### Exercise
Extract all lines in the data that contain the word "church".

(Point-per-instance localization data)
##############################
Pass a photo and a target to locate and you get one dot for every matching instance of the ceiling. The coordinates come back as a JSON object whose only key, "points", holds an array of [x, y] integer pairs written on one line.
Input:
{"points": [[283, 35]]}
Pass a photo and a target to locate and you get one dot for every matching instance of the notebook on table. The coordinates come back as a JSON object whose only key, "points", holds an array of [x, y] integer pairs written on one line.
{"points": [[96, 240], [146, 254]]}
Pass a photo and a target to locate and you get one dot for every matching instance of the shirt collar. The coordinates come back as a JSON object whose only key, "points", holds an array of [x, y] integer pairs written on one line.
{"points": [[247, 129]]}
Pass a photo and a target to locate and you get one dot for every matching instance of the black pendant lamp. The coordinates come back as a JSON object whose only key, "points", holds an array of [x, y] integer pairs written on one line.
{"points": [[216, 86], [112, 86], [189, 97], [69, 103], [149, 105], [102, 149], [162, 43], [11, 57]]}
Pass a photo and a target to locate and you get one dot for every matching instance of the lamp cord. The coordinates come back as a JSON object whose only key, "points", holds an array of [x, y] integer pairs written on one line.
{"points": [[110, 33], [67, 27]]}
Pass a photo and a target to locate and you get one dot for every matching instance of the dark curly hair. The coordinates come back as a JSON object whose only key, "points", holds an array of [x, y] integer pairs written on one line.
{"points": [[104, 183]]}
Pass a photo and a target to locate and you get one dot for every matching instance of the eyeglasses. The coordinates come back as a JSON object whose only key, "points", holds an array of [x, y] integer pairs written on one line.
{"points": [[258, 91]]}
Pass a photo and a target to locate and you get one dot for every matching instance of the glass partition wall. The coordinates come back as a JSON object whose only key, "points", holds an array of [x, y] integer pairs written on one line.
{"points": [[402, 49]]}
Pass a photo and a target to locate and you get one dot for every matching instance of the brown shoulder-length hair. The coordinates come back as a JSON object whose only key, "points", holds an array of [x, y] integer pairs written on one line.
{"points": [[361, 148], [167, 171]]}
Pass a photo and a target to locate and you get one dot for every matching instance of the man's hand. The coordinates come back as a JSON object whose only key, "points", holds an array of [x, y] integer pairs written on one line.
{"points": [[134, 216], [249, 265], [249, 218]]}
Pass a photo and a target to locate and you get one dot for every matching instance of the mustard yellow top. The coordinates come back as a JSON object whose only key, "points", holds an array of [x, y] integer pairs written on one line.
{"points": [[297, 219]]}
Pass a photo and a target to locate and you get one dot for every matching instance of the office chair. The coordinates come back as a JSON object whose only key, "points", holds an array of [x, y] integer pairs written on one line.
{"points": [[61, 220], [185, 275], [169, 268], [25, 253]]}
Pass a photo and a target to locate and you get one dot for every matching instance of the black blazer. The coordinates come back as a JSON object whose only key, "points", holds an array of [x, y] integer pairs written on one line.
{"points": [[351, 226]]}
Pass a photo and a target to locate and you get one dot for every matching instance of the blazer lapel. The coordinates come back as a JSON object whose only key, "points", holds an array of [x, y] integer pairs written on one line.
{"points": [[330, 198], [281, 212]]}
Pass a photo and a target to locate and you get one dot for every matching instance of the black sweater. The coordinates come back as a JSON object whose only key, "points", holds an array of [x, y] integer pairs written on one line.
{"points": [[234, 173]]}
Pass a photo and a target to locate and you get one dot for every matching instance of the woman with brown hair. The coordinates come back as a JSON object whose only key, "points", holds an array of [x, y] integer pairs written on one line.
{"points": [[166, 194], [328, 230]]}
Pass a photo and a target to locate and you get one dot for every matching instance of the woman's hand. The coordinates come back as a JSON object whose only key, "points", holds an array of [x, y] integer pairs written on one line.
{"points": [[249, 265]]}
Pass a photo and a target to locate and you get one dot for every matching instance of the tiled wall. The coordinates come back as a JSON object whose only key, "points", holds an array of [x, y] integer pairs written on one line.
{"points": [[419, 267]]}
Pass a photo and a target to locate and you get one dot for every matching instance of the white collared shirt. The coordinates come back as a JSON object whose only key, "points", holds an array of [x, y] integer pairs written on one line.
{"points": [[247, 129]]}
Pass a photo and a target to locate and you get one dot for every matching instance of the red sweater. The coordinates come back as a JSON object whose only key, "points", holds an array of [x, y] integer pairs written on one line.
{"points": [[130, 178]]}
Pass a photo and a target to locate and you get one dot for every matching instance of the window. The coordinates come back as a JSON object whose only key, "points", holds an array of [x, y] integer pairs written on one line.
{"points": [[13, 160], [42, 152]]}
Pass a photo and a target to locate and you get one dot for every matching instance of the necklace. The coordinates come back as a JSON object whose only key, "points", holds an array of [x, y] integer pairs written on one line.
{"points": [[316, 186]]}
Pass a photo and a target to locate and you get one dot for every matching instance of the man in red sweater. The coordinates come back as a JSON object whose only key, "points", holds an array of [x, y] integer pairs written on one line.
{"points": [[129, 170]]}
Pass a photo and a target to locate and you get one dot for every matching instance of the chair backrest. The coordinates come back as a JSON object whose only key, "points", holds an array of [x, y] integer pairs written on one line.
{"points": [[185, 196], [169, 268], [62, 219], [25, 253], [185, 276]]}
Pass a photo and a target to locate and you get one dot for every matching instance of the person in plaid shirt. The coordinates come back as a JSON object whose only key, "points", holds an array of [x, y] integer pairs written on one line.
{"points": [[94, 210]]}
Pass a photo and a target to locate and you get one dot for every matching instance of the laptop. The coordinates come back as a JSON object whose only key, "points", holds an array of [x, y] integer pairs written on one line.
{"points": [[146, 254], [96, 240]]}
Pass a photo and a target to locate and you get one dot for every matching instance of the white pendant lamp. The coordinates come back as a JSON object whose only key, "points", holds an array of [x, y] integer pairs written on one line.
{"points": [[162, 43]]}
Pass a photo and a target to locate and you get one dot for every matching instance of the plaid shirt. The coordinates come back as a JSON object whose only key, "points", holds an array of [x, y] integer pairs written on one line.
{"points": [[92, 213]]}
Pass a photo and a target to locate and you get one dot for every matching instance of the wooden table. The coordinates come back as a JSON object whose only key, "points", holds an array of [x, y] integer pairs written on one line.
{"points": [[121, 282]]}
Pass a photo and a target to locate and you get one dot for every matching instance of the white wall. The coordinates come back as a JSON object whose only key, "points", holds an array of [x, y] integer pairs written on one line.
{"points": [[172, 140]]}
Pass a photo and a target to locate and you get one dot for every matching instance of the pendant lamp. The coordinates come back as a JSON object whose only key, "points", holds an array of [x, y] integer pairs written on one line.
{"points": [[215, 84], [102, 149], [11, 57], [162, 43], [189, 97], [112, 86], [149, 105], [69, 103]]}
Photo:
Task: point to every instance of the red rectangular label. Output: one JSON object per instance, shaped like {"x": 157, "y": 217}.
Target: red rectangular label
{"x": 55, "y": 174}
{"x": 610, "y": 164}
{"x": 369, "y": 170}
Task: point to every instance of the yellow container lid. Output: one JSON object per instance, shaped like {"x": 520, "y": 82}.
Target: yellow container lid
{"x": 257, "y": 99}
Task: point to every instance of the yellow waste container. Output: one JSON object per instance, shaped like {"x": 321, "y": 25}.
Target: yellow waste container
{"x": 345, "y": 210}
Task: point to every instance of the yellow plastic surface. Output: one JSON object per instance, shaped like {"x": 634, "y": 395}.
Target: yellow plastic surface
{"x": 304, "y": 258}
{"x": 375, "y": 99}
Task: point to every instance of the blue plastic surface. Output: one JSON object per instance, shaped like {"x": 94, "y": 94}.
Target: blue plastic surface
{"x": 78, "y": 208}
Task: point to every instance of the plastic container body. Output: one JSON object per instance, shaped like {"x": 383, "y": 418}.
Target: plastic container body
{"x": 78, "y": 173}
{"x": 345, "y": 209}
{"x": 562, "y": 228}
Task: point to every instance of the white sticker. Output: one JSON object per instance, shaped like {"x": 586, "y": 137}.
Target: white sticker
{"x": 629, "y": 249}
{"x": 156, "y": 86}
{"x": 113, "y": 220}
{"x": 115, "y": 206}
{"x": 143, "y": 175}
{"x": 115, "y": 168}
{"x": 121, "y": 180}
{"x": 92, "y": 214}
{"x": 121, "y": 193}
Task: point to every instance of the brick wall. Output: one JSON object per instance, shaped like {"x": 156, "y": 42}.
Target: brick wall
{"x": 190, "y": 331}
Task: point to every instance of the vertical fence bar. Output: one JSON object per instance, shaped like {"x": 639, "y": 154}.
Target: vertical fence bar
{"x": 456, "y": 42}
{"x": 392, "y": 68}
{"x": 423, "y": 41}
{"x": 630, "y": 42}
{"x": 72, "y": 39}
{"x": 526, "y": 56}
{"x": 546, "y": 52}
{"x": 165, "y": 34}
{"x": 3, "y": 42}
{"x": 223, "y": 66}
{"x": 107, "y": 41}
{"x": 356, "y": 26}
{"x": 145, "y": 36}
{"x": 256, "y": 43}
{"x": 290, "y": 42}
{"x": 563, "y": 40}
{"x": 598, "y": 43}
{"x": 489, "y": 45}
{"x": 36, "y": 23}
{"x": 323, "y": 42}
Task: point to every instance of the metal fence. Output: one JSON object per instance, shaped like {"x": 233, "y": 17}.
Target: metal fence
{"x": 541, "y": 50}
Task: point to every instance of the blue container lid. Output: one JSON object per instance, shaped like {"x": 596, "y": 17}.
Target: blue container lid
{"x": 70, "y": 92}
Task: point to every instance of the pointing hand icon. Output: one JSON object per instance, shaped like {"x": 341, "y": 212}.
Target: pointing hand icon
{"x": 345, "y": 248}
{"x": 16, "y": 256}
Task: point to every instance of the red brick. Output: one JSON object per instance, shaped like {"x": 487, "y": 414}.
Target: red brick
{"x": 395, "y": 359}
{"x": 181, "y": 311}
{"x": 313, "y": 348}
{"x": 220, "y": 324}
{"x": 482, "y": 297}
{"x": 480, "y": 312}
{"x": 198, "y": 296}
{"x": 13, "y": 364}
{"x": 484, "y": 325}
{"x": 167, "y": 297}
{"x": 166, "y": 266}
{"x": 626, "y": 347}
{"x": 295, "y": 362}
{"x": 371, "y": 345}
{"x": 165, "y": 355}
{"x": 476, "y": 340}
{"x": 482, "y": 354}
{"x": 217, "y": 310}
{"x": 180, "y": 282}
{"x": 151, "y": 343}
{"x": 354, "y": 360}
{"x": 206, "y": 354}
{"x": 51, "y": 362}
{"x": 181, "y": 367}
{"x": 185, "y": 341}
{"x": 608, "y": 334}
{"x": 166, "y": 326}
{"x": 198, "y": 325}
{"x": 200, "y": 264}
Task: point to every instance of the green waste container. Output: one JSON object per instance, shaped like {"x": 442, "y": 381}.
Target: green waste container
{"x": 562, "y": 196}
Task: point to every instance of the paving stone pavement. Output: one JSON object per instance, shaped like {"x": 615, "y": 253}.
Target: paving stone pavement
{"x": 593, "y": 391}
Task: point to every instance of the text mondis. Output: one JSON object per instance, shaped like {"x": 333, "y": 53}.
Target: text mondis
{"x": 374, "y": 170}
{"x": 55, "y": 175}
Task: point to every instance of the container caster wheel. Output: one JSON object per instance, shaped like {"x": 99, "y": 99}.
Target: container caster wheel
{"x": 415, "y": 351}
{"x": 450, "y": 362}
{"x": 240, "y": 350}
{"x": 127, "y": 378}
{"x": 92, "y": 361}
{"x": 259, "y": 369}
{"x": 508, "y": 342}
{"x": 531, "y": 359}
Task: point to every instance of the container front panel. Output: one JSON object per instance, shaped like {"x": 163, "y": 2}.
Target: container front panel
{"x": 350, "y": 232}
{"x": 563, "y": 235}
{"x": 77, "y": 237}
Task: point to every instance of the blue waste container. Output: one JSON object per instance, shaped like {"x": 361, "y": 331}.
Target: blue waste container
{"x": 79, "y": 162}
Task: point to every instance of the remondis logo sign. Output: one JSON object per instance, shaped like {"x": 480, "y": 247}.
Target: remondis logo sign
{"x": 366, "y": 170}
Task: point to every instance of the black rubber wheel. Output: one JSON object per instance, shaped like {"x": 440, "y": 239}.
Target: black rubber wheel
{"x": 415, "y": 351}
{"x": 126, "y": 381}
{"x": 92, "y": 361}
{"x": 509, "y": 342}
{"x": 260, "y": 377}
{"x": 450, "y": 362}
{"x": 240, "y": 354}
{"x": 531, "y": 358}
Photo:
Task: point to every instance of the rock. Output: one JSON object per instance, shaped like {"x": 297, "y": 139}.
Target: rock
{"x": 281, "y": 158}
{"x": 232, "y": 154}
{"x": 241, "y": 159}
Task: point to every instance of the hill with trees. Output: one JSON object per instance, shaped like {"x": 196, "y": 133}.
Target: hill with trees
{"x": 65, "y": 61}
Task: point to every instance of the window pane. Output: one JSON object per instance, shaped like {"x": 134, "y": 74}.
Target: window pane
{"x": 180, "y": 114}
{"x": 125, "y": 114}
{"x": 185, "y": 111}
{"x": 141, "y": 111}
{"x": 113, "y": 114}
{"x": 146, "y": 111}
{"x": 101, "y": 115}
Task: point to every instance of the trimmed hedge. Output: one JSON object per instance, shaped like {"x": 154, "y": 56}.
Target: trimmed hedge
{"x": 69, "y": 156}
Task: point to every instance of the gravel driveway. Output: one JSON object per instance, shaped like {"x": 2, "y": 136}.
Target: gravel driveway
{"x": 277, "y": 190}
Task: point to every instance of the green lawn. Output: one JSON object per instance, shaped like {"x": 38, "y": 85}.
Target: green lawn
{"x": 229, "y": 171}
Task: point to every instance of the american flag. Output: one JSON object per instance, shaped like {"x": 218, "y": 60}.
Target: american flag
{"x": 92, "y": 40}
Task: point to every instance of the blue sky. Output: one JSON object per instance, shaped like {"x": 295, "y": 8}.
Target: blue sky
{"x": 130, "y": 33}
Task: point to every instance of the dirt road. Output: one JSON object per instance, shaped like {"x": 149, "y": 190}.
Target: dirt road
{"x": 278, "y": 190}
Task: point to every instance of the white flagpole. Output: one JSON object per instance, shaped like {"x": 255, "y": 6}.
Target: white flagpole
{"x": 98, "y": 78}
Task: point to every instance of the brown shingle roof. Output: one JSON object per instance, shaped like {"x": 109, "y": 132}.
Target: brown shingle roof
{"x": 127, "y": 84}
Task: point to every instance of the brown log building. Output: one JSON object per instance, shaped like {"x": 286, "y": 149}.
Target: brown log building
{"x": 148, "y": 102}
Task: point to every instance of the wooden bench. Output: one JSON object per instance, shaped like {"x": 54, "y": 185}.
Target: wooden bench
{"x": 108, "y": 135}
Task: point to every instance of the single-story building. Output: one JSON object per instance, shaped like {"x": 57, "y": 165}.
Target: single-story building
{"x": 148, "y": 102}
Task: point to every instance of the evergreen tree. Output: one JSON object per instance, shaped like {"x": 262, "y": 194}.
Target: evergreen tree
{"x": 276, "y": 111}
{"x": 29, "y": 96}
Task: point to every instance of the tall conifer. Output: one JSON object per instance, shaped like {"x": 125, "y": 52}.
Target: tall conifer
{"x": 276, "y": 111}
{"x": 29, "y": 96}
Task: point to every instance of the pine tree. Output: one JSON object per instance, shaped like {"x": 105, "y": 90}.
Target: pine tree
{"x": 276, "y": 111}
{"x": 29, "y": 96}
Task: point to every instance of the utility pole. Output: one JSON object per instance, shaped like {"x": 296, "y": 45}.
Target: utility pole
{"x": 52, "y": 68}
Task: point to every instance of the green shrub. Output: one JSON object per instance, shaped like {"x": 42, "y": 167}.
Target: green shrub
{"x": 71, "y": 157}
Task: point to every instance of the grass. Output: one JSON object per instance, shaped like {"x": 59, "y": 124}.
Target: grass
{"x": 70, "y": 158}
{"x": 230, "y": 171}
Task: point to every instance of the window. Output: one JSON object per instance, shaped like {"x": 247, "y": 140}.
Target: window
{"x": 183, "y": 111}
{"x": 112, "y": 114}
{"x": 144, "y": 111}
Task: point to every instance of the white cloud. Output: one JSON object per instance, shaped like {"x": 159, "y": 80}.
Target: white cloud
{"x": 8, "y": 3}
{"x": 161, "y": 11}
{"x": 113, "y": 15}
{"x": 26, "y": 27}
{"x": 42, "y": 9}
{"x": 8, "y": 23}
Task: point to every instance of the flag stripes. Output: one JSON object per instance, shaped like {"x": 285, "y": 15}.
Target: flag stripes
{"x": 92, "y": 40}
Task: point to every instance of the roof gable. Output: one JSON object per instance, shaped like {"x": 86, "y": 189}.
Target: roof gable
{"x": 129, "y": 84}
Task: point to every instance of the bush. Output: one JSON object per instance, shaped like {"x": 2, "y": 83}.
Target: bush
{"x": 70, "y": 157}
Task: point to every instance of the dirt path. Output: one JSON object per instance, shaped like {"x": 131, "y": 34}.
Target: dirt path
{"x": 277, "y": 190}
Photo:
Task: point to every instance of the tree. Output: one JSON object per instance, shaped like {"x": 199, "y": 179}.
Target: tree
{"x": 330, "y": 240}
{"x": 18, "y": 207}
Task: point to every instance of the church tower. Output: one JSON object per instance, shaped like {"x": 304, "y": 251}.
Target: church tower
##############################
### Task response
Task: point to every instance of the church tower. Output: one JSON object per instance, shaped like {"x": 304, "y": 251}.
Target: church tower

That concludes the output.